Task to carry out
Beginning with the line that holds "Target: pier support column" and ending with the last line of the entries, please output each line exactly, apart from any pictures.

Data extract
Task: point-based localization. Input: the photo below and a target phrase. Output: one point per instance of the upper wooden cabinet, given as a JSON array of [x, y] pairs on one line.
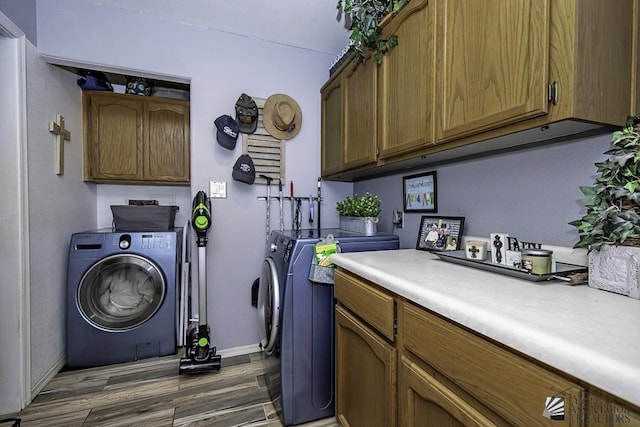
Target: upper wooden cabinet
[[493, 64], [406, 82], [469, 77], [331, 96], [135, 139], [359, 96], [349, 118]]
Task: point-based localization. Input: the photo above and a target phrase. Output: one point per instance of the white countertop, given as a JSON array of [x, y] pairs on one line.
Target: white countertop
[[588, 333]]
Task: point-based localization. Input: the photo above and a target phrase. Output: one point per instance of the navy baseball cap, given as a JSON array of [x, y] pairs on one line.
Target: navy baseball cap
[[227, 133], [244, 170]]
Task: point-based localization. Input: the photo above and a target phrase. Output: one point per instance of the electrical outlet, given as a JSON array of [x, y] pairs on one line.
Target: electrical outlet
[[218, 189], [398, 218]]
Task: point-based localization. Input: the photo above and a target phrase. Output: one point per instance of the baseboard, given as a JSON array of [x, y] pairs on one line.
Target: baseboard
[[238, 351], [48, 376]]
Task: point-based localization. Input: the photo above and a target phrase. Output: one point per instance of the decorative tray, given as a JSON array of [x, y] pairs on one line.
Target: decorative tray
[[563, 270]]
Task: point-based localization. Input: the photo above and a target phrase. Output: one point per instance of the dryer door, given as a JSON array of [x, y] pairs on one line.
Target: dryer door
[[120, 292], [269, 305]]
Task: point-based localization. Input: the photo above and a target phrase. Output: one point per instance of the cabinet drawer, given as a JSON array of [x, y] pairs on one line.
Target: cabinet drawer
[[371, 304], [514, 387]]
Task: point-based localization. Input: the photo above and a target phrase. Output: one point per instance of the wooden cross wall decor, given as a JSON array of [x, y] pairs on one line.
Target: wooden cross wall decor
[[62, 135]]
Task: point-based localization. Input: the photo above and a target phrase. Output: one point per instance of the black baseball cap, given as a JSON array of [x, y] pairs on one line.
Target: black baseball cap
[[244, 170], [227, 133], [246, 114]]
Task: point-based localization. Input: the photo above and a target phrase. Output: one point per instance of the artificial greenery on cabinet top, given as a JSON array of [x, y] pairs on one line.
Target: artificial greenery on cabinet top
[[366, 33], [365, 206], [613, 202]]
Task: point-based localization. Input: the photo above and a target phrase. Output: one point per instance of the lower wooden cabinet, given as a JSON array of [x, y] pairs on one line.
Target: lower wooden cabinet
[[398, 363], [425, 401], [365, 374]]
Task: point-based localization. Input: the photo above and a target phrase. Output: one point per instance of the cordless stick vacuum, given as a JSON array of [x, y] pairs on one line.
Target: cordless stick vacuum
[[200, 356]]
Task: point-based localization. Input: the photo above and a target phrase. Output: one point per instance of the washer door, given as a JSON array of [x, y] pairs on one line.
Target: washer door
[[269, 305], [120, 292]]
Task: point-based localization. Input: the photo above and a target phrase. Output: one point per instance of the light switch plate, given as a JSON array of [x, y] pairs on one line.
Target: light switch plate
[[218, 189]]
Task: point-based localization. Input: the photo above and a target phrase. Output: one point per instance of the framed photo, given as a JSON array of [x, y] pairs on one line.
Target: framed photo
[[420, 193], [440, 233]]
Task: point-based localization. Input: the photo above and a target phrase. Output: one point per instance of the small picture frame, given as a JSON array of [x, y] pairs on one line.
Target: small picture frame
[[420, 192], [440, 233]]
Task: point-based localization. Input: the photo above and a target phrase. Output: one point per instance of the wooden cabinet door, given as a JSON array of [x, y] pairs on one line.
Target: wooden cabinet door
[[425, 401], [360, 111], [406, 81], [166, 141], [114, 134], [365, 375], [492, 64], [331, 104]]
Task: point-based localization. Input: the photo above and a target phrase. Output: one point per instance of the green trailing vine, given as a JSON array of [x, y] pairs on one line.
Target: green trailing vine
[[366, 33], [365, 206], [614, 200]]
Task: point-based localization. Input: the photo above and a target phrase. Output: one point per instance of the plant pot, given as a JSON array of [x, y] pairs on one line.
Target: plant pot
[[362, 225], [615, 269]]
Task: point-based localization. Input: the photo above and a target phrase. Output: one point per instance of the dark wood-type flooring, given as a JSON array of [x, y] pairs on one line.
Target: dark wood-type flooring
[[151, 393]]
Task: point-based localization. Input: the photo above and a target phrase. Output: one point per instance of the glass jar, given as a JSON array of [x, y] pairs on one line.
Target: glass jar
[[537, 261]]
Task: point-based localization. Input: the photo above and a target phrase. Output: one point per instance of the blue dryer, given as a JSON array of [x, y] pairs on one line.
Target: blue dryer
[[296, 320], [122, 296]]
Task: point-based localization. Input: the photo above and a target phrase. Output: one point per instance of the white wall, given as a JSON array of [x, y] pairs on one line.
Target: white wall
[[219, 66], [58, 206]]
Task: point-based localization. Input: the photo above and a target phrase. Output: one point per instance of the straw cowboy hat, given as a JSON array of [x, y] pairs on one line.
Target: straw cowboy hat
[[281, 116]]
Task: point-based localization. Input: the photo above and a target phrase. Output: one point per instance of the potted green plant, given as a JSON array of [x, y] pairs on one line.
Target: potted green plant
[[610, 229], [359, 214], [366, 19]]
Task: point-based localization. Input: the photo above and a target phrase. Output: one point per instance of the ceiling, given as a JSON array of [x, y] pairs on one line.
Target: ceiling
[[316, 25]]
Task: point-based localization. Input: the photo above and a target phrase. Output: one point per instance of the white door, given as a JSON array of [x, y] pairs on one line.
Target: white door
[[14, 273]]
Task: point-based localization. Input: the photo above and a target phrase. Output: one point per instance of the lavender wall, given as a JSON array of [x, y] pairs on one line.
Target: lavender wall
[[530, 194]]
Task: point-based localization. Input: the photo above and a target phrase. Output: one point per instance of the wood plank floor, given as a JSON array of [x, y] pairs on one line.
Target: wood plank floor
[[151, 393]]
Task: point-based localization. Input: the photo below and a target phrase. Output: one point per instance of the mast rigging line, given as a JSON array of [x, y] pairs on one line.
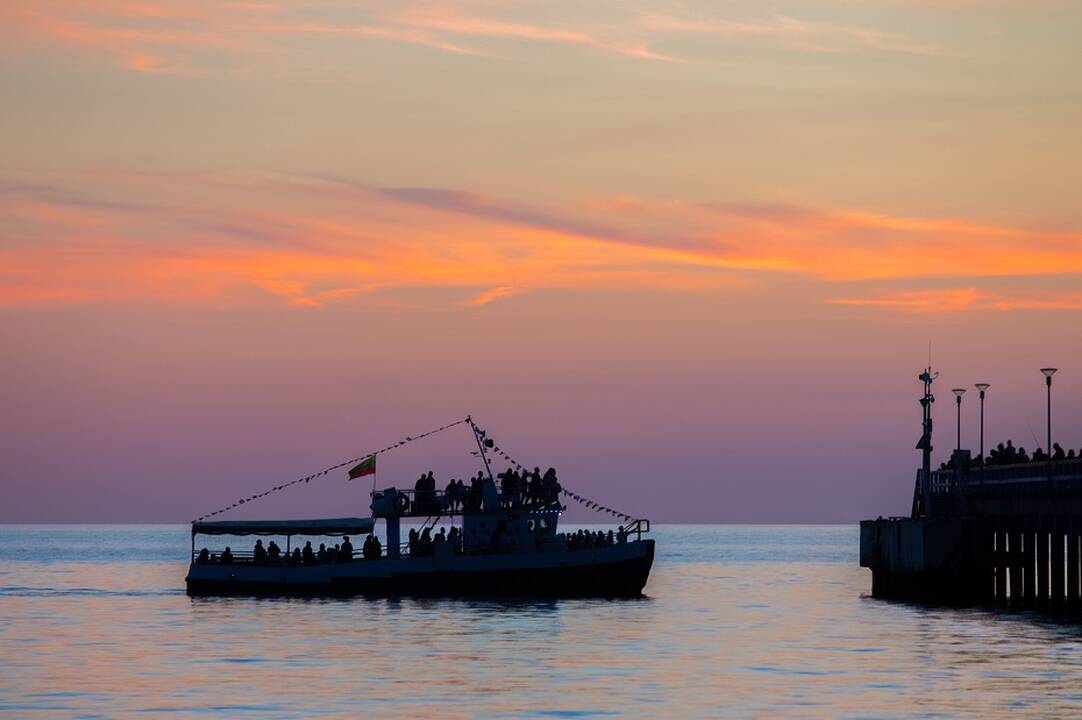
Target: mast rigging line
[[307, 479]]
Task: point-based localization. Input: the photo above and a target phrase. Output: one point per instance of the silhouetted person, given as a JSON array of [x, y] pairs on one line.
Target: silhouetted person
[[346, 551], [371, 549]]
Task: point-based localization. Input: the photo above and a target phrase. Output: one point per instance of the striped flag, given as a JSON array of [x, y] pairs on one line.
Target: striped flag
[[366, 467]]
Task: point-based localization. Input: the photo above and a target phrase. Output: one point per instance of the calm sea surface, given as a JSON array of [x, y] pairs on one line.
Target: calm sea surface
[[739, 622]]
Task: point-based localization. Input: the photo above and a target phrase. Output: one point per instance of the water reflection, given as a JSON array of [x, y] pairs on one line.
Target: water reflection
[[725, 631]]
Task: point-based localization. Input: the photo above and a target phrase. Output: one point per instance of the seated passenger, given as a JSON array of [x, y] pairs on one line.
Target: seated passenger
[[260, 553]]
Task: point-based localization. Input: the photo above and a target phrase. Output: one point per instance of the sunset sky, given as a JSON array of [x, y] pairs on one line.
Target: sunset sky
[[691, 254]]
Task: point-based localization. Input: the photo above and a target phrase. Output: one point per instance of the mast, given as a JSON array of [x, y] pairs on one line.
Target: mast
[[925, 443], [482, 444]]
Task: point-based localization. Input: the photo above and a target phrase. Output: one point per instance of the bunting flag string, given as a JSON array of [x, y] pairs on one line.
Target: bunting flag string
[[591, 505], [308, 479]]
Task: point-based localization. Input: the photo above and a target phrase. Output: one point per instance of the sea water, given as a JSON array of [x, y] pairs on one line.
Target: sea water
[[738, 620]]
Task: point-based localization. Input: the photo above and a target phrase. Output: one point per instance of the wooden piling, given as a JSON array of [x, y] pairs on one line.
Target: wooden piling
[[1017, 558], [1042, 567], [1072, 568], [1057, 591], [1002, 563]]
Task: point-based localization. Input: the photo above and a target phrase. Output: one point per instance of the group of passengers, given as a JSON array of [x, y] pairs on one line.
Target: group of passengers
[[1010, 455], [529, 487], [584, 539], [423, 545]]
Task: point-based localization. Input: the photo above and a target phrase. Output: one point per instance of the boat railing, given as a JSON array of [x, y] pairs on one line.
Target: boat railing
[[248, 558], [439, 502]]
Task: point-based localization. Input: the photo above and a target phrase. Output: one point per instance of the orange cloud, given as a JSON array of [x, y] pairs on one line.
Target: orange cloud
[[312, 241], [945, 301], [197, 36]]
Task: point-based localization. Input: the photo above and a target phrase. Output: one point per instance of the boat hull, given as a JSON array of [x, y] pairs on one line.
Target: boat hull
[[618, 571]]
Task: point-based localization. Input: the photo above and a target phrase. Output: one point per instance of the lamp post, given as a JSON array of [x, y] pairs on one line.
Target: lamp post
[[1048, 371], [958, 401], [982, 387]]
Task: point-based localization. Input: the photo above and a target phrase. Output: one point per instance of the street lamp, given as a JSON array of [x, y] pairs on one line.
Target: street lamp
[[1048, 371], [958, 401], [982, 387]]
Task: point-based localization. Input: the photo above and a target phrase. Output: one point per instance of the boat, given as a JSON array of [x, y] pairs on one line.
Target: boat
[[505, 541]]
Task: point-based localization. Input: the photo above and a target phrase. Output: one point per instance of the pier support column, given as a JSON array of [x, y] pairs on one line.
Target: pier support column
[[1014, 547], [1002, 562], [1029, 566], [1058, 566], [1042, 567], [1072, 567]]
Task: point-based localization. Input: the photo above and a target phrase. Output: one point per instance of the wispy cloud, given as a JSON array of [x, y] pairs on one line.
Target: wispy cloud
[[313, 241], [955, 300], [192, 38], [796, 34], [491, 295]]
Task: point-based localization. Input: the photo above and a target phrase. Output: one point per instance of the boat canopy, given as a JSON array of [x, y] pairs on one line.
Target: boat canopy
[[329, 526]]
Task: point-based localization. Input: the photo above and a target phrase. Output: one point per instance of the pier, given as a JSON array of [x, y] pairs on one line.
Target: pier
[[1007, 535]]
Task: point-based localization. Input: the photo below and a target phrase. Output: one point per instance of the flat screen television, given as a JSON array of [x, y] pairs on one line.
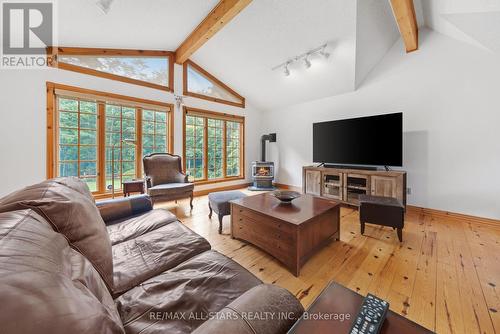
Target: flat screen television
[[367, 141]]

Exercise response
Target: pier support column
[[1014, 547], [1002, 562], [1029, 566], [1058, 566], [1042, 567], [1072, 567]]
Task: point-based localization. Input: the photo above and a target phrase. Output: one point per instance of the wispy cloud, given as a JSON array of [x, y] pairs on one line.
Target: wispy cloud
[[313, 241], [955, 300], [192, 38], [796, 34], [491, 295]]
Task: point-based localization. Input: the photo above and a target phrase. Output: one point per instance of the boat canopy, given as a JSON array of [x, y] pairs on one line.
Target: boat canopy
[[329, 526]]
Task: point-based localization. Input: the photo above and a target phrase. Output: one point per instance of the pier, given as a JSON array of [x, y] pairs on one line.
Target: pier
[[1007, 535]]
Task: point-based localization. Input: the photo below and a target phrase. Output: one point per instance of the flat screen television, given as a JSON array of [x, y] pairs on one line.
Target: flat screen television
[[367, 141]]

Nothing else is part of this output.